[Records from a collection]
▽
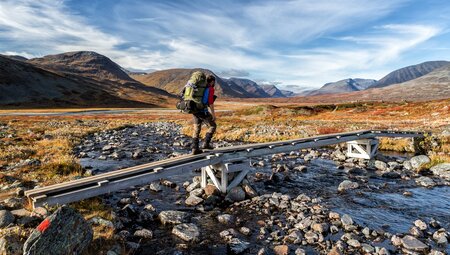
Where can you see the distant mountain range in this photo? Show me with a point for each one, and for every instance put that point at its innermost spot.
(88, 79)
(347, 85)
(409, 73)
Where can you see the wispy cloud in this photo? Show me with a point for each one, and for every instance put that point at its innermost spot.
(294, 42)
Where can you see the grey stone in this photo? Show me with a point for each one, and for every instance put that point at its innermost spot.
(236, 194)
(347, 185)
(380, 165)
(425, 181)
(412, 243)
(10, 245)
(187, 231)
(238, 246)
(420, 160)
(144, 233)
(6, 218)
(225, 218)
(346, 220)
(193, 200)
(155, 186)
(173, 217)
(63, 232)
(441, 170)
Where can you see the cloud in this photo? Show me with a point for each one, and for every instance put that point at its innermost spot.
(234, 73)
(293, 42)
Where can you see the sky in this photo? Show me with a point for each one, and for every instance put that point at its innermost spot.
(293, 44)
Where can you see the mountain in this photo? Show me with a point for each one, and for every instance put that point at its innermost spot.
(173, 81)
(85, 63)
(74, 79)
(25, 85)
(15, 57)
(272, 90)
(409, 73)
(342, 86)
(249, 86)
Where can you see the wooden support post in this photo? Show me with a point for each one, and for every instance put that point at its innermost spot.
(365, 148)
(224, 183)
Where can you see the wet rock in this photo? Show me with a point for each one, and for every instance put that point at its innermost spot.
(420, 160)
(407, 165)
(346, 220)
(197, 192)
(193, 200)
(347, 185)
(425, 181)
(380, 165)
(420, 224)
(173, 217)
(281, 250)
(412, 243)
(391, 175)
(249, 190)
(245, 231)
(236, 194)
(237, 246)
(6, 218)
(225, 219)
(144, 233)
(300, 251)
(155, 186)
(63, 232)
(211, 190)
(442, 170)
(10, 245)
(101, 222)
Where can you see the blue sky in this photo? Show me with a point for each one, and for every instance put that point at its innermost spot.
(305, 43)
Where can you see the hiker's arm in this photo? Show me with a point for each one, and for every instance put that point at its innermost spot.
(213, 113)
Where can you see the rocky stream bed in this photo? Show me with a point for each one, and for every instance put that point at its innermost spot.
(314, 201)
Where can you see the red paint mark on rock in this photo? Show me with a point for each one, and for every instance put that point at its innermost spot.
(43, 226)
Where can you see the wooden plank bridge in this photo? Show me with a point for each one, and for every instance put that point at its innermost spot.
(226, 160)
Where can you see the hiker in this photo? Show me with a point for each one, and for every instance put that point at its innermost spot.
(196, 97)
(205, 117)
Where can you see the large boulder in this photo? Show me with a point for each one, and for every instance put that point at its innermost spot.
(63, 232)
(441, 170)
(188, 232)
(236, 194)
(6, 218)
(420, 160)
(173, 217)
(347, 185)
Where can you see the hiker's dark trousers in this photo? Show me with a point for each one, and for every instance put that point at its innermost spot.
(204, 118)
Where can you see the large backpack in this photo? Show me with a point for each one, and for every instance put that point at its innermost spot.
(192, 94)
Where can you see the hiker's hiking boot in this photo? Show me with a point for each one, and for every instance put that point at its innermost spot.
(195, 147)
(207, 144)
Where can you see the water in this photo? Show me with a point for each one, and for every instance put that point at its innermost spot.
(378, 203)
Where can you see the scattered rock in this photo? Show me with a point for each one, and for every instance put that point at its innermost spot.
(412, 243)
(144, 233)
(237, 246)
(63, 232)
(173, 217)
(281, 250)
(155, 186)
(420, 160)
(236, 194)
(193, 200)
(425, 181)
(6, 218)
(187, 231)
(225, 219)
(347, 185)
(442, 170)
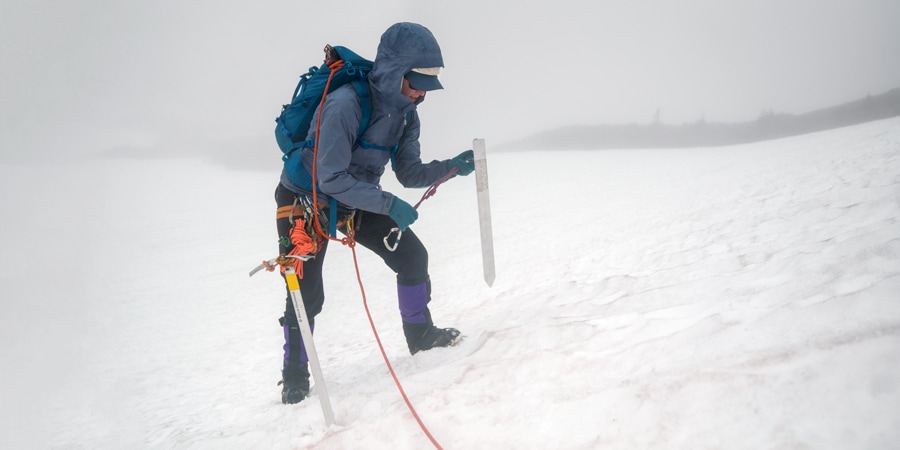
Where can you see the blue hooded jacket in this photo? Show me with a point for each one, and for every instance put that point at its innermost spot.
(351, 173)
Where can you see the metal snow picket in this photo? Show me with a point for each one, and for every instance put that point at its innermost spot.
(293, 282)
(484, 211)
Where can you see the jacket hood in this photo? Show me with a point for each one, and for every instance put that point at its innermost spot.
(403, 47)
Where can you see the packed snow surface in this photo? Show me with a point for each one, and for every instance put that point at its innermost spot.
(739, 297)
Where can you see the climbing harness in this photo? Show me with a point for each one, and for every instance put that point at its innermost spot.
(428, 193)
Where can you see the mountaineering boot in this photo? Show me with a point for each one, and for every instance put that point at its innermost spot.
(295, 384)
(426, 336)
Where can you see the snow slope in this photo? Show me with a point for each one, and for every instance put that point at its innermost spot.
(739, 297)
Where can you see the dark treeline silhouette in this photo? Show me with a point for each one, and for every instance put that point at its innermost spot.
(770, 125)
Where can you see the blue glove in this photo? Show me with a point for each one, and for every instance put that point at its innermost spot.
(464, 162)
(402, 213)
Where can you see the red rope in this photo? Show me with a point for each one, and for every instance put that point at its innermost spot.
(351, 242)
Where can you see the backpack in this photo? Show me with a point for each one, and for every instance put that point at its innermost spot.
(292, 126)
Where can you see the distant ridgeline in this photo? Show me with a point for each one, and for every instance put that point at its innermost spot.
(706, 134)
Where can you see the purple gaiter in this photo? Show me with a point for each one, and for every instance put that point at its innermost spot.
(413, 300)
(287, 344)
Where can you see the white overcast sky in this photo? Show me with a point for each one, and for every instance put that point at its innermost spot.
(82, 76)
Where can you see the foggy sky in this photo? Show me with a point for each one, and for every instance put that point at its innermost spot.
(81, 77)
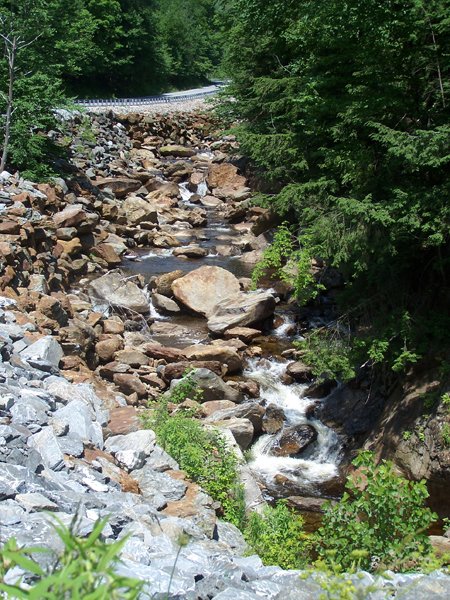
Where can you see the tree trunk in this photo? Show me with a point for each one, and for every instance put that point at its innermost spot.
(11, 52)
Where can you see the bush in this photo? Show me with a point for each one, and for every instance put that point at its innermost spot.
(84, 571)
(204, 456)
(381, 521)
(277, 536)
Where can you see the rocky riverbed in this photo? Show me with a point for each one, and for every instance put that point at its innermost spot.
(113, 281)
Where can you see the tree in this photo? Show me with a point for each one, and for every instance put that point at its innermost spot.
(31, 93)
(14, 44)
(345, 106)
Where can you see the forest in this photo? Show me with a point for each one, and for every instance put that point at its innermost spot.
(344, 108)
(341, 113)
△
■ What is required
Retype every entry verbatim and exclude the pictures from the copy.

■ Result for this exercise
Where can you see the distant mountain range in this photo? Show me with a point for each one, and for every instance put that point at its innermost spot.
(88, 79)
(347, 85)
(409, 73)
Where can you see the wispy cloud in this photo? Show me with a point for each one, and for every instance put that point at its innermost spot.
(294, 42)
Where can you see the grey stone in this photo? Show me with a point for each one, and for every instance put that point at its innermost spot.
(236, 194)
(347, 185)
(380, 165)
(425, 181)
(412, 243)
(10, 245)
(187, 231)
(238, 246)
(420, 160)
(144, 233)
(6, 218)
(225, 218)
(346, 220)
(193, 200)
(155, 186)
(173, 217)
(63, 232)
(441, 170)
Where can you see the cloud in this photo? Show me with a point for each one, and for every instance put that point at its innermost spot.
(234, 73)
(293, 42)
Where can you see the sky in this photo? Show me with a point for each one, and for every instance put that point at its innermost spot.
(293, 44)
Where can you see the mountain in this photo? Show me with a point for each one, and for every instance put that point at its innermost spot.
(173, 81)
(85, 63)
(74, 79)
(25, 85)
(15, 57)
(272, 90)
(409, 73)
(342, 86)
(249, 86)
Where can you see the wooden support post in this photo? Show me with a point for each one, and for every instance put that point at its innermost spot.
(365, 148)
(224, 183)
Where can you see the wet rock in this photo? Show me with a point for each one, and for every instance put that point at its innermost spot.
(420, 160)
(407, 165)
(346, 220)
(197, 192)
(193, 200)
(347, 185)
(425, 181)
(380, 165)
(420, 224)
(173, 217)
(281, 250)
(412, 243)
(391, 175)
(249, 190)
(245, 231)
(236, 194)
(237, 246)
(6, 218)
(225, 219)
(144, 233)
(300, 251)
(155, 186)
(63, 232)
(211, 190)
(442, 170)
(10, 245)
(101, 222)
Where can you see the blue sky in this photo? Show me with a point for each one, and for every instance put that point at its innermost spot.
(305, 43)
Where can you see the hiker's arm in this photo? Show me with a point for each one, and for every instance put that point at its innermost spot.
(213, 113)
Where can you see the rocky stream bed in this photo? Show me with a point for each one, and for every instance put that point at its innermost spot.
(314, 201)
Where can you see the red paint mark on rock in this photo? Show me with a point for each one, and for every instance put that point at its innermost spot.
(43, 226)
Where can you see the wooden plank bridge in this photo? Show me with a point for each one, and for every instance put that point at its innermost spot.
(226, 160)
Where can you see the hiker in this photo? Show me with a point for each one, and for every instance put that point at its innermost spot.
(196, 97)
(205, 117)
Where can you see the large boulder in this photo? Show me with a point for each one, and for every instance put that point at its innermost spot.
(63, 232)
(441, 170)
(188, 232)
(236, 194)
(6, 218)
(420, 160)
(173, 217)
(347, 185)
Where can you see the hiker's dark trousers in this photo? Show me with a point for each one, and for every instance put that point at its innermost spot.
(204, 118)
Where can you see the large backpack in this photo? Show me with a point for each one, and for every instance put that point at its innermost spot.
(192, 94)
Where can you see the hiker's hiking boot in this photo? Show me with a point for each one, and for every instance put that point at its innermost spot.
(195, 147)
(207, 144)
Where can you see the water in this photo? Show me with a point for each one, and for every instance put that point at its innermost spot.
(378, 203)
Where can you see the scattered rock in this photo? Show me with a point for each one, and for every instance put that point at its innermost spot.
(412, 243)
(144, 233)
(237, 246)
(63, 232)
(173, 217)
(281, 250)
(155, 186)
(420, 160)
(236, 194)
(193, 200)
(425, 181)
(6, 218)
(187, 231)
(225, 219)
(347, 185)
(442, 170)
Where can you see the blue hooded jacket in this photo? Show me with a point for each one, and for every instance put that point at its innermost spot.
(351, 173)
Where can you see the metal snow picket in this photo? Show me with a point for each one, and for every instance put that point at its innermost spot.
(293, 282)
(484, 211)
Where can you see the jacket hood in this photo? Show me with a point for each one, and for every instance put that point at its innermost spot.
(403, 47)
Where can you see the packed snow surface in this photo? Show me with a point for each one, and for every instance put that point at its innermost spot.
(739, 297)
Where can you see the climbing harness in this photo? Show me with a point for each one, and for every instance put that point at its innermost spot.
(428, 193)
Where can you see the mountaineering boot in this photo? Show me with a point for each one, and for every instance put that point at its innermost spot.
(295, 384)
(426, 336)
Where can you see the snow slope in this photo? Show me with a point for each one, and for every instance put that point at its innermost spot.
(739, 297)
Where can you see the dark treeline silhouette in this photo? Show me with a point for each one, and for every instance put that point at its innermost spot.
(770, 125)
Where can you see the blue glove in this photo? Show me with a point for each one, and for every instance put that point at its innermost spot.
(464, 162)
(402, 213)
Where can you see the red rope in this photo? Show me with a point for each one, and for every instance put that point at its innermost spot.
(351, 242)
Where can you see the backpack in this photo? Show me with a point for each one, and for every instance put that point at its innermost spot.
(292, 126)
Where can you see the distant ridgeline in this photo? Show me with a point for each one, and for every instance put that point at its innermost spot.
(706, 134)
Where can you see the purple gaiter in this photo? Show me with a point for each one, and for every instance put that point at its innermost spot.
(413, 300)
(287, 344)
Where can you see the white overcast sky in this photo? Show me with a point for each one, and for every instance put that point at its innermost spot.
(82, 76)
Where can you see the foggy sky in this photo? Show me with a point for each one, and for every instance put that point at its innermost spot.
(81, 77)
Where can you see the tree trunk in this photo? Show me with a point for each one, and for every instance put that point at its innermost spot.
(11, 52)
Where can you see the bush in this photo? Show me with a point for each one, and for every instance put that point at its innermost spot.
(84, 571)
(204, 456)
(381, 521)
(277, 536)
Where can you see the rocky riverbed in this photo? Show me with a point for each one, and for every instance put that point at its innermost spot.
(113, 281)
Where can you see the tree in this photo? Show me with a point for each one, and for every instance put that point at its innermost spot.
(31, 93)
(14, 44)
(345, 106)
Where can you see the forest in this photo? Show me with a point for each one, and for every instance put that point at its innermost spot.
(344, 108)
(341, 113)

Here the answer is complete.